[Stored data entries]

__________

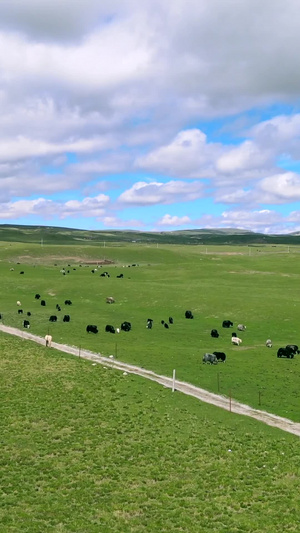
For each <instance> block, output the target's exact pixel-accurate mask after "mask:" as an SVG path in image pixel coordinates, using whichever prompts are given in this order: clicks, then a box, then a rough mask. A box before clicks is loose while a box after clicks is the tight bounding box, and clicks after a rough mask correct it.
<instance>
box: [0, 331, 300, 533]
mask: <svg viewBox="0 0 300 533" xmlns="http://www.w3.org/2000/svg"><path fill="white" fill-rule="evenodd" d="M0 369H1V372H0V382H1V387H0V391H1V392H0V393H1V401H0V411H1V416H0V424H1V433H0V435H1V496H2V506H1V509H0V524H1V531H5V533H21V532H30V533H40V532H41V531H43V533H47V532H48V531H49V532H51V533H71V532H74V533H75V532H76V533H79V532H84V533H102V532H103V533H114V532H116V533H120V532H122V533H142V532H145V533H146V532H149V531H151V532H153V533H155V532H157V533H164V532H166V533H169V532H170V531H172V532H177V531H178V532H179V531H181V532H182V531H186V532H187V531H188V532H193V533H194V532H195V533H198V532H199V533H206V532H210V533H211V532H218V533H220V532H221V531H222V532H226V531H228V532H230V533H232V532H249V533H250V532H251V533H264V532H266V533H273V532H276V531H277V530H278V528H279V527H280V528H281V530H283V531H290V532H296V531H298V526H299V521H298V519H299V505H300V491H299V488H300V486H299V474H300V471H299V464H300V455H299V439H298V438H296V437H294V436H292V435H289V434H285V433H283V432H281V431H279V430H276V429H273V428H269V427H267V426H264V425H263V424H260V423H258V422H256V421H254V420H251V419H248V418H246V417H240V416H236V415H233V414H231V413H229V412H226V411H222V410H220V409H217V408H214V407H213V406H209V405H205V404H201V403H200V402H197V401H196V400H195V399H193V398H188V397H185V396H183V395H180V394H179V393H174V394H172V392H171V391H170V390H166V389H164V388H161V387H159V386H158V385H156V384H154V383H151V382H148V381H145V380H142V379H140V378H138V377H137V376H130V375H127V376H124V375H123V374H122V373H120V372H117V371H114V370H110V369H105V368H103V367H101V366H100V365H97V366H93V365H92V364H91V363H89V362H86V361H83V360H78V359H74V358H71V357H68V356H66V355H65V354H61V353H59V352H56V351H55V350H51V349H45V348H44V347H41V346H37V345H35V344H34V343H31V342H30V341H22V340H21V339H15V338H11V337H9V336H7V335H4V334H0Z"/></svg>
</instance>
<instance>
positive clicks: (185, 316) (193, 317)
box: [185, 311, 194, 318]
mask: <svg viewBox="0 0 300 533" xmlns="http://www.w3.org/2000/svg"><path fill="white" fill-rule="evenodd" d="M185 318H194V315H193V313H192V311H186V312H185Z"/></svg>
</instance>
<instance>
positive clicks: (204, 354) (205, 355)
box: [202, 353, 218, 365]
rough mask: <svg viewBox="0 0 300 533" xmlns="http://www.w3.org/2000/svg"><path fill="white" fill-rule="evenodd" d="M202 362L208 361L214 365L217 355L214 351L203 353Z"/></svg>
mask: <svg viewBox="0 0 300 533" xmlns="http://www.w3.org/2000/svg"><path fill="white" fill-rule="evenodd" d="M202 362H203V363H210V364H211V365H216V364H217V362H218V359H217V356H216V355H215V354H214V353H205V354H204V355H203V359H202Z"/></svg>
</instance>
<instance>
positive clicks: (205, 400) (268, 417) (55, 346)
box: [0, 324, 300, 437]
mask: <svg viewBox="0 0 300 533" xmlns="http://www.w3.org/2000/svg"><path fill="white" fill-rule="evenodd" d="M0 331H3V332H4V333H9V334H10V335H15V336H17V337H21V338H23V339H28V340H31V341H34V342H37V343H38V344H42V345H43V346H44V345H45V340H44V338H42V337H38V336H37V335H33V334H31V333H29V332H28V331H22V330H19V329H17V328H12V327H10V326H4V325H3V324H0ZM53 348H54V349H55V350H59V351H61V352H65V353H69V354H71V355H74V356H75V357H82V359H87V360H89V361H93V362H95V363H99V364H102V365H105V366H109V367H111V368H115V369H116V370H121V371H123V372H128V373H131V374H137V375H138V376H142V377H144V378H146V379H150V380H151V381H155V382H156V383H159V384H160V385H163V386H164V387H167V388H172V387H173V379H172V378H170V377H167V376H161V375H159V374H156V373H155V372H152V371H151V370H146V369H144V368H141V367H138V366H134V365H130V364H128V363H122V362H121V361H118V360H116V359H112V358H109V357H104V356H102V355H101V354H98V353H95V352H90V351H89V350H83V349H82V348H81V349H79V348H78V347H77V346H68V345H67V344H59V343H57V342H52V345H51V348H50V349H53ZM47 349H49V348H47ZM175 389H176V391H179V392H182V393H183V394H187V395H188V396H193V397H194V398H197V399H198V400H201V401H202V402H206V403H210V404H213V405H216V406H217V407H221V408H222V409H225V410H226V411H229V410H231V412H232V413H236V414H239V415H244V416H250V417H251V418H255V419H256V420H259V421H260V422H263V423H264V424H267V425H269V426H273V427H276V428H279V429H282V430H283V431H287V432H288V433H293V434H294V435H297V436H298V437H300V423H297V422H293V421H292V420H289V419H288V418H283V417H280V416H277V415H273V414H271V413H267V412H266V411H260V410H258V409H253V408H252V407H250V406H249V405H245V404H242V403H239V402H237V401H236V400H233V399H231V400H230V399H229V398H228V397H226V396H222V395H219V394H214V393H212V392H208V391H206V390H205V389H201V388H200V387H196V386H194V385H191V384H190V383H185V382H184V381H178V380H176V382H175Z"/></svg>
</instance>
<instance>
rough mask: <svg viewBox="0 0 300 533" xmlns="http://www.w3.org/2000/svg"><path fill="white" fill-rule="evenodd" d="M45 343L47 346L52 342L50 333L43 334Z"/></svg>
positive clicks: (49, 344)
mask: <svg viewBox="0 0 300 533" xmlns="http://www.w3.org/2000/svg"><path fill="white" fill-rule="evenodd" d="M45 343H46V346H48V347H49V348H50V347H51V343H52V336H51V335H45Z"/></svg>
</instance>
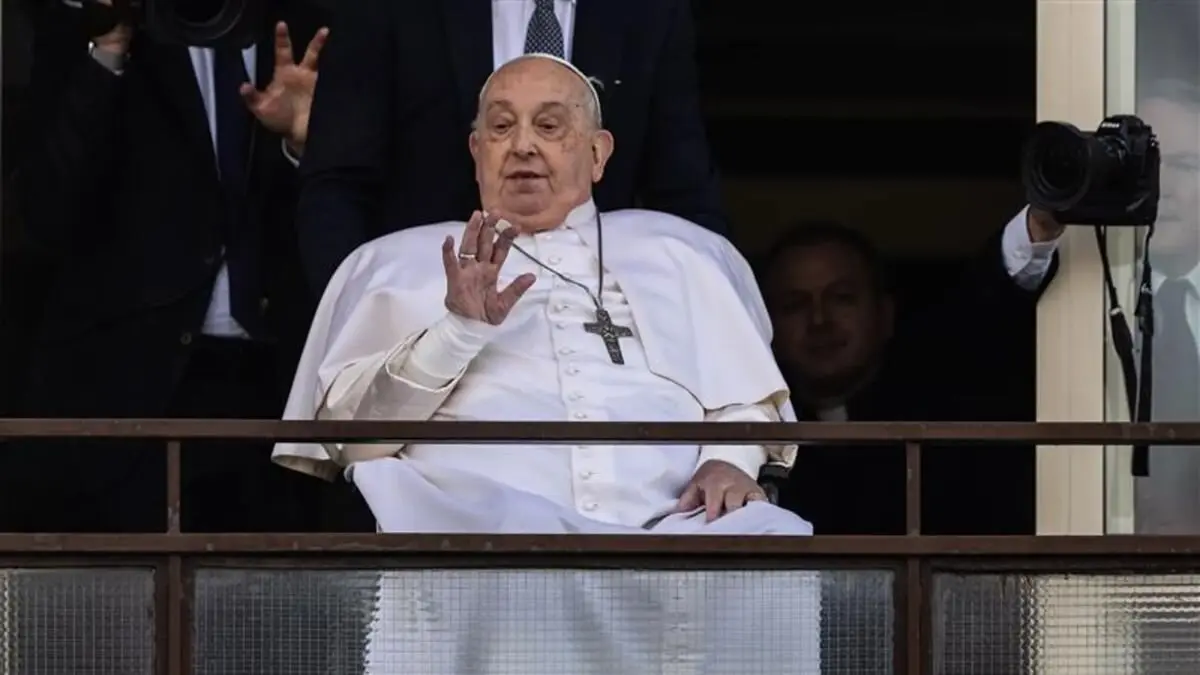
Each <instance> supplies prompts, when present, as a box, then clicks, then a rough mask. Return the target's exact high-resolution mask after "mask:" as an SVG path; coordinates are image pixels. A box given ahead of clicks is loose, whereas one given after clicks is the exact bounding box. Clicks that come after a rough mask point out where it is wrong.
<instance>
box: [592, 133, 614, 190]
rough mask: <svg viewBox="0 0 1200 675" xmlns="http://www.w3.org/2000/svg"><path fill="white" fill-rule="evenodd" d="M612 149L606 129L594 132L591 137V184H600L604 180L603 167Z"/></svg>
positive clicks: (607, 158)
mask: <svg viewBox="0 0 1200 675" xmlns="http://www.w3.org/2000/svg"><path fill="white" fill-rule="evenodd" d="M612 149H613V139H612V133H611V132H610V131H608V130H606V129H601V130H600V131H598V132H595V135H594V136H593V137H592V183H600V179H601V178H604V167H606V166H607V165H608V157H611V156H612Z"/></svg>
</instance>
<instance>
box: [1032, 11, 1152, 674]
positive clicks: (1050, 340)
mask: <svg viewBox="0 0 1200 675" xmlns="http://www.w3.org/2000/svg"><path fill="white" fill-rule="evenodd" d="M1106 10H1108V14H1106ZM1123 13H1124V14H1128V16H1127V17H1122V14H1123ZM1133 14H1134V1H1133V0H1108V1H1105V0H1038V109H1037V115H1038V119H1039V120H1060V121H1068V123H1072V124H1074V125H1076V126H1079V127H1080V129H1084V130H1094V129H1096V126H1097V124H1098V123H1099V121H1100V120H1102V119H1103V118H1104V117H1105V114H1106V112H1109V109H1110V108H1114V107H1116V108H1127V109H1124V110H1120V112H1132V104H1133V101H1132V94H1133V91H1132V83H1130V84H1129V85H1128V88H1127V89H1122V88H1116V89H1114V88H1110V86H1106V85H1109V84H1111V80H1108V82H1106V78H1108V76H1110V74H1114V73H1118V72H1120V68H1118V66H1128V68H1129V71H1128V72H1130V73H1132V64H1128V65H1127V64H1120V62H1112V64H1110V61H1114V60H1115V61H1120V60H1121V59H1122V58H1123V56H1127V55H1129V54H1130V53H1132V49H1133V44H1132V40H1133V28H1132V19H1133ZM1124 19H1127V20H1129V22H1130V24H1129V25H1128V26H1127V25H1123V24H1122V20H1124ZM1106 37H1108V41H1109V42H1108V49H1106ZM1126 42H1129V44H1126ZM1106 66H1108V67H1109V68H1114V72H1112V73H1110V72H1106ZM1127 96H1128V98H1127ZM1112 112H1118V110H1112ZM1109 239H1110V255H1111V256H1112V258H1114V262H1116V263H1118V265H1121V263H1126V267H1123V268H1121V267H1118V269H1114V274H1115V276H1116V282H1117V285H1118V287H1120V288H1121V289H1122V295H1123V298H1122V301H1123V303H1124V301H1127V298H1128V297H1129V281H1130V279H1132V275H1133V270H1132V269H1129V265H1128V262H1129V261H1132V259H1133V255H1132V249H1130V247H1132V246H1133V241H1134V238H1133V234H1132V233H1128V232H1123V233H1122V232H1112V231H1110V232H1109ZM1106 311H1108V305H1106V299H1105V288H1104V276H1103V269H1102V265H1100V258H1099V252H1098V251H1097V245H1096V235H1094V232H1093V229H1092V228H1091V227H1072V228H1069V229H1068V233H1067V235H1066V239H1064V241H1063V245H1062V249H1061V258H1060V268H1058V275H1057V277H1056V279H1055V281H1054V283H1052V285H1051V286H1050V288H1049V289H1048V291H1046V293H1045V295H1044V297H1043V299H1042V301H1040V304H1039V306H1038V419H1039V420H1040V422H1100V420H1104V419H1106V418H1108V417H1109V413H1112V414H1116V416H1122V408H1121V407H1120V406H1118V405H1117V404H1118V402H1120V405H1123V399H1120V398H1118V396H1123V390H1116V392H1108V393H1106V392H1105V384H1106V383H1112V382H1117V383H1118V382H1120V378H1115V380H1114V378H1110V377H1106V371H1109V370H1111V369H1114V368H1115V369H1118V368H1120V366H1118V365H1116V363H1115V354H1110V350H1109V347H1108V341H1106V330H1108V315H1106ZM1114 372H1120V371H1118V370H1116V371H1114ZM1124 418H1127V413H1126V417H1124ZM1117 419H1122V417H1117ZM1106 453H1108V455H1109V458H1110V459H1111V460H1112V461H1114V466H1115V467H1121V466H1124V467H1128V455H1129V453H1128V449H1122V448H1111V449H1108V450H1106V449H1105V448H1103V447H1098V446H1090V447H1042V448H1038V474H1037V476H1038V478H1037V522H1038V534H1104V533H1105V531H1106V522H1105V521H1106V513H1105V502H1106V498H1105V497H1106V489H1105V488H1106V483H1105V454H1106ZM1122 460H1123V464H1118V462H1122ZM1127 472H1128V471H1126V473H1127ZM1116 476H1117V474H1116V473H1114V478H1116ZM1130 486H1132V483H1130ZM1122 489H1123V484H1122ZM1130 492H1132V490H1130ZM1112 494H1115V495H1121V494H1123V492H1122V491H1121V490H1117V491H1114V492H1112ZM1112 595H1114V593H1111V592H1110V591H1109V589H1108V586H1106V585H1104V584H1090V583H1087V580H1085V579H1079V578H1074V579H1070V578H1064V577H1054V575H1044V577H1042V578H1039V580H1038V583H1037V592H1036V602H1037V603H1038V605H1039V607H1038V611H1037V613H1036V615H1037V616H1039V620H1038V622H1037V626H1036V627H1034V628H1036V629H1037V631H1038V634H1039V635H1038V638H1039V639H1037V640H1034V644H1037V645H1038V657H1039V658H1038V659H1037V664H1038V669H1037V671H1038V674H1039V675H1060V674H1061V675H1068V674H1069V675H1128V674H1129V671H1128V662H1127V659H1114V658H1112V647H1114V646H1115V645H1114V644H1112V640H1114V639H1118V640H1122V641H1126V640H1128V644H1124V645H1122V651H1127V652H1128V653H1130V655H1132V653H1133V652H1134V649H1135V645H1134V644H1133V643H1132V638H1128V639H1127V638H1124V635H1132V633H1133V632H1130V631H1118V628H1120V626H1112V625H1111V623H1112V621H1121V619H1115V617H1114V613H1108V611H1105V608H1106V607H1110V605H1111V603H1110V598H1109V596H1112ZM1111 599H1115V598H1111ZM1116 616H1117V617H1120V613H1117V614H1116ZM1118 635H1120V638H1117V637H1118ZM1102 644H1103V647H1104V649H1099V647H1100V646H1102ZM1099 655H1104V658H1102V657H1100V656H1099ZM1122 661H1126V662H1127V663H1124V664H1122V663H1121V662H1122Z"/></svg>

__________

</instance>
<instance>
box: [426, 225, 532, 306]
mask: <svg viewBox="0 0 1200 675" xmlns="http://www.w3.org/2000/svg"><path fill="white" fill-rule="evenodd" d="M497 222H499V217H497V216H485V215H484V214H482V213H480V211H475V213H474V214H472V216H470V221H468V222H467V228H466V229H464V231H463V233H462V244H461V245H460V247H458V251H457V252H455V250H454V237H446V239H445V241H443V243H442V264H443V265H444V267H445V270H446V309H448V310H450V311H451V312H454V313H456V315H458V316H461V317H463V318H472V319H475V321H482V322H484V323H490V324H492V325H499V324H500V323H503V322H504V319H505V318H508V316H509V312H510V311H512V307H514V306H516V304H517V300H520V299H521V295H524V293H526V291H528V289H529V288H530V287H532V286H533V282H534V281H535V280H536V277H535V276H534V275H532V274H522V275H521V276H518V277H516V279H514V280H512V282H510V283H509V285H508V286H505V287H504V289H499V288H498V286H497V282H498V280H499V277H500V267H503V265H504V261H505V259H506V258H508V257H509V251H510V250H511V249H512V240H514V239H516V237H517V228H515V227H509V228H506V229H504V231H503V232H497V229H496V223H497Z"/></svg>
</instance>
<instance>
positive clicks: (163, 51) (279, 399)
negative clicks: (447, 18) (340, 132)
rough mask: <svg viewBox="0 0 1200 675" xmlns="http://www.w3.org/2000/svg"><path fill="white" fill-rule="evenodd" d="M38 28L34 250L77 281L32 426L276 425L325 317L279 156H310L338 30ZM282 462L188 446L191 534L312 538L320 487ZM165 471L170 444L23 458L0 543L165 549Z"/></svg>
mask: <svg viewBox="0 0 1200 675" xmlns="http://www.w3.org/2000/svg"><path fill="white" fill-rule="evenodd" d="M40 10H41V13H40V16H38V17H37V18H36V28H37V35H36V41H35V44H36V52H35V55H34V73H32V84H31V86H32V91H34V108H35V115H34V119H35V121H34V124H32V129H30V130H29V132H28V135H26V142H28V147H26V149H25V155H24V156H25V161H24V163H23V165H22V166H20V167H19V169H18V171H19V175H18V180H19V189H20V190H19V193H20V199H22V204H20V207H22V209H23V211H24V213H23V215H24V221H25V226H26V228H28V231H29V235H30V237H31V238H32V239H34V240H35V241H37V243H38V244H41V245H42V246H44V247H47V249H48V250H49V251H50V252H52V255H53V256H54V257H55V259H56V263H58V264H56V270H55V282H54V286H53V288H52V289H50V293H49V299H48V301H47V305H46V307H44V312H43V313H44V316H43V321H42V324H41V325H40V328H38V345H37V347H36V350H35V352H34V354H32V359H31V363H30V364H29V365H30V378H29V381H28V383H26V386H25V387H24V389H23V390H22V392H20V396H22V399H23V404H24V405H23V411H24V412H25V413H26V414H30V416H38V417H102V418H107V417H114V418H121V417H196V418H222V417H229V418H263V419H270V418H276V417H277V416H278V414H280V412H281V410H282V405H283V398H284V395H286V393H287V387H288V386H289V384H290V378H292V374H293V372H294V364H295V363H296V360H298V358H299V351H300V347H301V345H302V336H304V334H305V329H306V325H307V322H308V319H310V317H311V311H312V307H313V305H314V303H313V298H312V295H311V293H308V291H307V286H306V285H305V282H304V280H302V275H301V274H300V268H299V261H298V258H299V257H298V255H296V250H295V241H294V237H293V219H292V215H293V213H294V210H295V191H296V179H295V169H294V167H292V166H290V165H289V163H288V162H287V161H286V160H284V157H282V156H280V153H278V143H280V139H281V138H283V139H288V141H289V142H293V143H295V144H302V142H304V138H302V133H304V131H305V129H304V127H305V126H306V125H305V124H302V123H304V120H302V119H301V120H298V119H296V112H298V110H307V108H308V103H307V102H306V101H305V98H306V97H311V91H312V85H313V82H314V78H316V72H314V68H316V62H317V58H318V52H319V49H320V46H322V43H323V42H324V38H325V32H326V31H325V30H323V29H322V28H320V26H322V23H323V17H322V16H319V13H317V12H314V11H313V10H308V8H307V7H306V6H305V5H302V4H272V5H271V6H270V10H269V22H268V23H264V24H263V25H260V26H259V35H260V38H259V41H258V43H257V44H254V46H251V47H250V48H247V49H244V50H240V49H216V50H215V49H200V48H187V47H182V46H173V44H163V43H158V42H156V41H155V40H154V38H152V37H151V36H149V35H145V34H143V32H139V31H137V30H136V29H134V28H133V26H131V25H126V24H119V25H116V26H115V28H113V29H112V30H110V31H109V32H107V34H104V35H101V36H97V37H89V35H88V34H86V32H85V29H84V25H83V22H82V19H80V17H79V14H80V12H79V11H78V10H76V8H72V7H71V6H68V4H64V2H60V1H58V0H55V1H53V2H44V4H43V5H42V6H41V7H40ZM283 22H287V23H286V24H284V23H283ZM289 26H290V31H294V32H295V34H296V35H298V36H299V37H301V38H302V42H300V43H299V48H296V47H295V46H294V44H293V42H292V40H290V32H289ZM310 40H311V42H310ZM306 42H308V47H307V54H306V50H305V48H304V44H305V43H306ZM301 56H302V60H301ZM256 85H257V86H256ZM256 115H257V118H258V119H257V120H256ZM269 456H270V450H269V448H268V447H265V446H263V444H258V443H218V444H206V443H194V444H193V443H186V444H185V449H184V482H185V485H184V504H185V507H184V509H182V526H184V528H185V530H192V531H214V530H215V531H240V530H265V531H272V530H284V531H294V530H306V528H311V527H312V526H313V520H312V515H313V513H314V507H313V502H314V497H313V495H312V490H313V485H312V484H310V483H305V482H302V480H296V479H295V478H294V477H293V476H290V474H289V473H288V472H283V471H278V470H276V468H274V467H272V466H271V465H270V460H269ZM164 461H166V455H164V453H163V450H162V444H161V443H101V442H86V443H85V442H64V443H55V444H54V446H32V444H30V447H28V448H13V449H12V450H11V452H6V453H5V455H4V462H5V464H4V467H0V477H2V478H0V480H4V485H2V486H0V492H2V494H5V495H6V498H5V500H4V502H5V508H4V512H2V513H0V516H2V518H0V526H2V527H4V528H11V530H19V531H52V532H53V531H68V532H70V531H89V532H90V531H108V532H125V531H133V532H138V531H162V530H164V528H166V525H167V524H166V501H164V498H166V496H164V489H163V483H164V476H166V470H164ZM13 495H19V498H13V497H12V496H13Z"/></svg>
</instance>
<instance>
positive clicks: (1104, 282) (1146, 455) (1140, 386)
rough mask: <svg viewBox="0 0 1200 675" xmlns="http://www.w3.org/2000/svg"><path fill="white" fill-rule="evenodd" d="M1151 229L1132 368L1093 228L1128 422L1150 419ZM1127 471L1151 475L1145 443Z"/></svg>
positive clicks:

__________

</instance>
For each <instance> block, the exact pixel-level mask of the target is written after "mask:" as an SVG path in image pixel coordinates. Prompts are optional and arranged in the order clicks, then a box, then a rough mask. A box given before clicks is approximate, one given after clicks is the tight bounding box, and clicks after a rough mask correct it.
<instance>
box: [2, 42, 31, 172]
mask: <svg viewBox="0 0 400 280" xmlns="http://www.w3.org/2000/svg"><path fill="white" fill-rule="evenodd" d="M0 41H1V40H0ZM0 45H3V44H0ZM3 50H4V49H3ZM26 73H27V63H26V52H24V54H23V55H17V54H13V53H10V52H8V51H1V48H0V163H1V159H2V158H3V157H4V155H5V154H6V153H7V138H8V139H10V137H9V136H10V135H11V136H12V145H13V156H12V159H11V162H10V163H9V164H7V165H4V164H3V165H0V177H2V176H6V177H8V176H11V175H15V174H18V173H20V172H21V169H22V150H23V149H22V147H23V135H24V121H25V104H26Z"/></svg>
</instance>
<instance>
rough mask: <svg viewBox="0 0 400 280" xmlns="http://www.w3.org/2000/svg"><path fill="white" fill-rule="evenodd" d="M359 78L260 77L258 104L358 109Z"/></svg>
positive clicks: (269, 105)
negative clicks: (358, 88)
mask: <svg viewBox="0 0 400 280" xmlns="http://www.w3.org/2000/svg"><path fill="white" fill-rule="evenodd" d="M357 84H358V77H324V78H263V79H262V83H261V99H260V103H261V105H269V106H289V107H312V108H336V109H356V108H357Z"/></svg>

__________

• Your assignment: Render the lines of the material as a Markdown table with the columns "Row" and "Line", starting at the line containing "For each <instance> block, output" and ending at the line containing "box: [0, 331, 300, 533]", both included. Leave out blank lines and number the rows in order.

• Written response:
| Row | Line |
|---|---|
| 1 | For each <instance> block, output the target's exact pixel-accurate mask after "mask:" as an SVG path in image pixel coordinates, using whichever prompts are given in this order: clicks, then a box, then a rough mask. A box before clicks is loose while a box after clicks is the tight bounding box, and clicks after a rough mask correct it. |
| 2 | <instance> |
| 3 | box: [0, 331, 300, 533] |